One of the big differences between piano playing and typing is that on piano you are accustomed to using both hands at once. Attempting to actually type on my makeshift piano keyboard confused me badly, as I kept forgetting where the letters were. One would become more efficient with practice, of course, but if the letters were written out as notes I’d have no difficulty, as I sight-read and touch-type with equal ease. This leads us into an entirely new line of inquiry…

What If we used music notation as a writing system?

What If… Hell and Purgatory

There’s one Idea I’ve had frequently that won’t leave me alone. I’ve wanted to write a short story around it, but could never get it to work really. It’s almost too good of an idea to consign to a short story alone. Somehow it seems like that would make it less of an Idea.

DATA TO EXAMINE —
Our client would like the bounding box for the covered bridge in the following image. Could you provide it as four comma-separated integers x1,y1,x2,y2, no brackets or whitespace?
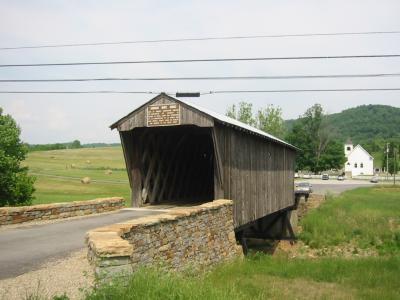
111,93,296,228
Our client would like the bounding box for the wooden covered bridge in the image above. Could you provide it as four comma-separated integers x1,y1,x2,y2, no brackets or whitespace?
111,93,296,240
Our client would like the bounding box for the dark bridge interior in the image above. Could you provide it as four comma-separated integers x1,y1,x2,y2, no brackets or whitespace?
133,126,214,204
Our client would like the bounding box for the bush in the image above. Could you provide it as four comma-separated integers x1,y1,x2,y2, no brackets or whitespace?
0,108,35,206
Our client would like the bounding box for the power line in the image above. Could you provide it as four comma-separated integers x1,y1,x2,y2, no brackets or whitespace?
200,88,400,95
0,88,400,95
0,73,400,83
0,54,400,68
0,31,400,50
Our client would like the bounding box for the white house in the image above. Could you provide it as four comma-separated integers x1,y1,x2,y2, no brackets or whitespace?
344,140,374,176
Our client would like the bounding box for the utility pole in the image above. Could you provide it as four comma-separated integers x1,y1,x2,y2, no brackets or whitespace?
386,143,389,181
393,146,397,185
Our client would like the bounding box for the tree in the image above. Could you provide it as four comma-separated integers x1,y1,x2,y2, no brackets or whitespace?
256,104,285,138
226,102,285,138
0,108,35,206
71,140,82,149
287,104,346,173
382,142,400,175
226,102,256,126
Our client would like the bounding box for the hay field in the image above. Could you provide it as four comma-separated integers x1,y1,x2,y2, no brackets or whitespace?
24,147,130,204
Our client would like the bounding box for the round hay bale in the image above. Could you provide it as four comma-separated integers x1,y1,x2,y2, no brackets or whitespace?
81,177,91,184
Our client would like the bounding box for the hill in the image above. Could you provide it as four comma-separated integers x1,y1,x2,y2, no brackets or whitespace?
328,105,400,143
285,105,400,167
285,105,400,144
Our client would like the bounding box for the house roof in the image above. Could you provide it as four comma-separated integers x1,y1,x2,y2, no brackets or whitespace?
110,93,298,150
346,138,353,145
347,144,374,159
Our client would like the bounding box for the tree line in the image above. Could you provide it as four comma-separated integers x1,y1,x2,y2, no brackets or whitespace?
226,102,400,173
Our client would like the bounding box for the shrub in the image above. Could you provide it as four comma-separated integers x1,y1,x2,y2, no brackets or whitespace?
0,108,35,206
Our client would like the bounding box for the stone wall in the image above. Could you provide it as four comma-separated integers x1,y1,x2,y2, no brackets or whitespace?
86,200,243,278
0,197,125,226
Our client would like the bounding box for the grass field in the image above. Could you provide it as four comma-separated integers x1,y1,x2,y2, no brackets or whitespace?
24,147,130,204
87,186,400,299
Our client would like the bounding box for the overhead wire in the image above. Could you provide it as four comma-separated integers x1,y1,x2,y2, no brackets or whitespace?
0,87,400,95
0,30,400,50
0,54,400,68
0,73,400,83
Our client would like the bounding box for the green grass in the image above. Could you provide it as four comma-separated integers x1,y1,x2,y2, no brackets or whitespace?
87,187,400,300
24,147,130,204
301,186,400,254
87,254,400,300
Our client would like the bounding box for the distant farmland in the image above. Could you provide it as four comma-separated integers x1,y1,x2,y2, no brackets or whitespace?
25,147,130,204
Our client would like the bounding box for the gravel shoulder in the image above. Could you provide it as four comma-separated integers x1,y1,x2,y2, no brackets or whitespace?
0,249,94,300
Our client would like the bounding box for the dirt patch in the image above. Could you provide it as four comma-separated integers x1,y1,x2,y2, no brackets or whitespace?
273,241,378,258
0,249,94,300
251,275,357,299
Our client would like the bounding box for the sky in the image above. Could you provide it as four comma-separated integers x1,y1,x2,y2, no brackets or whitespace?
0,0,400,143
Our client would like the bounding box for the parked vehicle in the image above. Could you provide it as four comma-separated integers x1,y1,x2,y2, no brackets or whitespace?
321,174,329,180
369,176,378,183
295,182,313,194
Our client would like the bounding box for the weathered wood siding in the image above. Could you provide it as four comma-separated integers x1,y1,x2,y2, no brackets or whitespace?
118,95,214,131
214,123,295,227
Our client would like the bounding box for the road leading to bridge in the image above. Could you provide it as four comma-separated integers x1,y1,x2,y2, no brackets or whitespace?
304,179,374,195
0,210,161,280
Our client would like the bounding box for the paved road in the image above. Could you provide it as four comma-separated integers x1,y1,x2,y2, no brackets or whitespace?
0,210,160,280
299,179,374,195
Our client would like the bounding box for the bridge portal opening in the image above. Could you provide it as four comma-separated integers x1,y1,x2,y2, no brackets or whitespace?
132,125,214,205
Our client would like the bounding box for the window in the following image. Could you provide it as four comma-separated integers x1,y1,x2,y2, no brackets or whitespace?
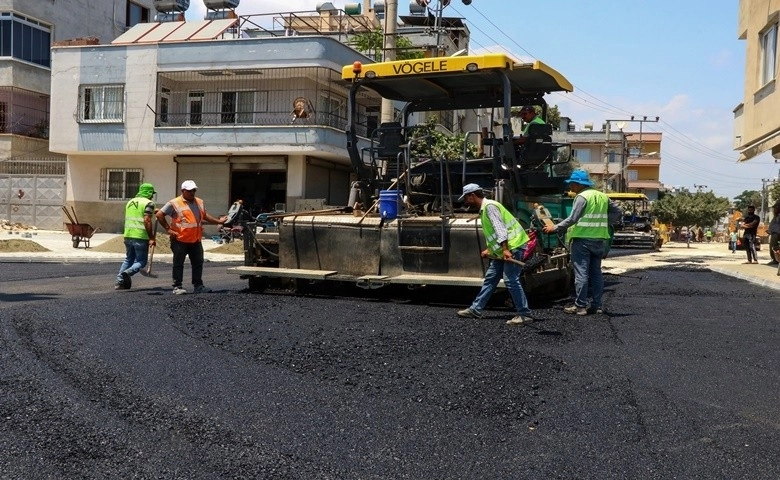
0,102,8,133
125,2,149,28
101,168,143,200
157,87,171,123
79,85,125,123
220,92,255,124
0,12,51,68
319,92,347,128
187,90,205,125
571,148,590,163
759,24,777,85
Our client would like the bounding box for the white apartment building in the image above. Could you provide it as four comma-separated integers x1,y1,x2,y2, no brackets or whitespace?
51,13,381,232
0,0,153,230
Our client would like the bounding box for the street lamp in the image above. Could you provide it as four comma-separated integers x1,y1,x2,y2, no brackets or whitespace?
761,178,774,224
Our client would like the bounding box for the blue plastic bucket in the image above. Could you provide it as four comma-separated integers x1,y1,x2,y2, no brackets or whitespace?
379,190,401,220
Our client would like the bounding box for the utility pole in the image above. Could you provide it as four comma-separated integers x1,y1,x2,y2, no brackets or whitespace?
604,115,661,192
381,0,398,123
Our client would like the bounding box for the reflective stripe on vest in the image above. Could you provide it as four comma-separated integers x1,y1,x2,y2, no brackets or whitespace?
171,196,206,243
124,197,151,240
480,199,529,257
566,189,609,240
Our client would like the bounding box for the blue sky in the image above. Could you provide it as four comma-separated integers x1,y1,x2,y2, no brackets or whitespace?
187,0,780,198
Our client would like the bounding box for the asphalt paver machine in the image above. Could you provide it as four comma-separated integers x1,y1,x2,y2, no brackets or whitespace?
230,54,573,297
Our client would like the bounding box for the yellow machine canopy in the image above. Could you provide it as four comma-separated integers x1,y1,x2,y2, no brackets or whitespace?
341,54,574,110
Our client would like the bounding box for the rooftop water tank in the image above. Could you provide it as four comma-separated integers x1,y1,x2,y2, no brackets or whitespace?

WORK TASK 1 — In the excerpt about piano and typing, what kept happening when the writer tried to type on the makeshift piano keyboard?
WORK TASK 2 — Decide whether each statement agrees with the excerpt about piano and typing: (a) The writer sight-reads more easily than they touch-type. (b) The writer has wanted to write a short story around one Idea. (c) On piano you are used to playing with one hand at a time. Answer yes or no for each, and quote the words that settle it.
WORK TASK 3 — Please reproduce the excerpt about piano and typing from "What If… Hell" to "of an Idea.", with no changes.

TASK ANSWER 1 — The writer kept forgetting where the letters were.

TASK ANSWER 2 —
(a) No: "I sight-read and touch-type with equal ease."
(b) Yes: "I’ve wanted to write a short story around it"
(c) No: "on piano you are accustomed to using both hands at once"

TASK ANSWER 3 —
What If… Hell and Purgatory

There’s one Idea I’ve had frequently that won’t leave me alone. I’ve wanted to write a short story around it, but could never get it to work really. It’s almost too good of an idea to consign to a short story alone. Somehow it seems like that would make it less of an Idea.